#### The records
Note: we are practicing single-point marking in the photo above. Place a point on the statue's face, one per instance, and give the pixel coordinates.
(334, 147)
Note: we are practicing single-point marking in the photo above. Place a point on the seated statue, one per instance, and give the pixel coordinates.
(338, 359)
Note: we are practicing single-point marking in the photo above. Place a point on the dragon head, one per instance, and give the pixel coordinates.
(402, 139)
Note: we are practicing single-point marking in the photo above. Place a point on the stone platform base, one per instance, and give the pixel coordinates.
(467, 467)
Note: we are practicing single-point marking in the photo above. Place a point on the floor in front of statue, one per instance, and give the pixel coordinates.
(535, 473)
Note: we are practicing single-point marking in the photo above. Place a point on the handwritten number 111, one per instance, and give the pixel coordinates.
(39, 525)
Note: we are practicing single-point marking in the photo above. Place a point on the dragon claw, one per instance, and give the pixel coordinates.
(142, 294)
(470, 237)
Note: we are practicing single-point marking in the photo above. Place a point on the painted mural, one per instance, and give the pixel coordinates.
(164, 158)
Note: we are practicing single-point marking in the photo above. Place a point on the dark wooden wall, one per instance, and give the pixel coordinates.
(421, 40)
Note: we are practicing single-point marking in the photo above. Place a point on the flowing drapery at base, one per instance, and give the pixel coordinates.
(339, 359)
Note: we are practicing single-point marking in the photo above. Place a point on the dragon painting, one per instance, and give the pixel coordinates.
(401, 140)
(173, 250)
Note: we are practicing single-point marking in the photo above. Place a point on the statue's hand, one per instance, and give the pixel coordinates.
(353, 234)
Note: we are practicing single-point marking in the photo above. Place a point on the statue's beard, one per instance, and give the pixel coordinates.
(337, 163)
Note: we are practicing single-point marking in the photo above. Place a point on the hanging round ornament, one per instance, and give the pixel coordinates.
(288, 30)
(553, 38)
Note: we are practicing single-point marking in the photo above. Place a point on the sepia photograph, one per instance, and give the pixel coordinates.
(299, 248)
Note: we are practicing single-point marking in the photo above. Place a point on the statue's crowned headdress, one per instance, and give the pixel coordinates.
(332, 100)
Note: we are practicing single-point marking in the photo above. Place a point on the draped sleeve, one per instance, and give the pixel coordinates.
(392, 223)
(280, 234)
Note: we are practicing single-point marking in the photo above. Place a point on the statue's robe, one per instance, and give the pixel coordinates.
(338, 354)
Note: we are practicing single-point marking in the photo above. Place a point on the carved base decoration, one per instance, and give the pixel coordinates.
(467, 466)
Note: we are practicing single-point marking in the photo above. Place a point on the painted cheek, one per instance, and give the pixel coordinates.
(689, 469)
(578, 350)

#### Work request
Start at the line containing "on the draped". Repeat it and each line after it, word for word, to the end of the records.

#### Reply to the exercise
Note: we are practicing single-point marking in the photo above. Place a point on the draped sleeve, one per instance, and give the pixel coordinates.
(392, 223)
(280, 234)
Note: we are practicing single-point marking in the photo above. Place a point on the statue's robe, one per instance, and give the pixel coordinates.
(338, 354)
Note: we are practicing single-point marking in the photo above. Place a point on the carved base decoration, one per instance, and give the pixel coordinates.
(467, 466)
Note: we are practicing single-point marking in the photo above. Place a point on the painted cheek, one per instance, and give the pixel coordinates.
(689, 469)
(578, 350)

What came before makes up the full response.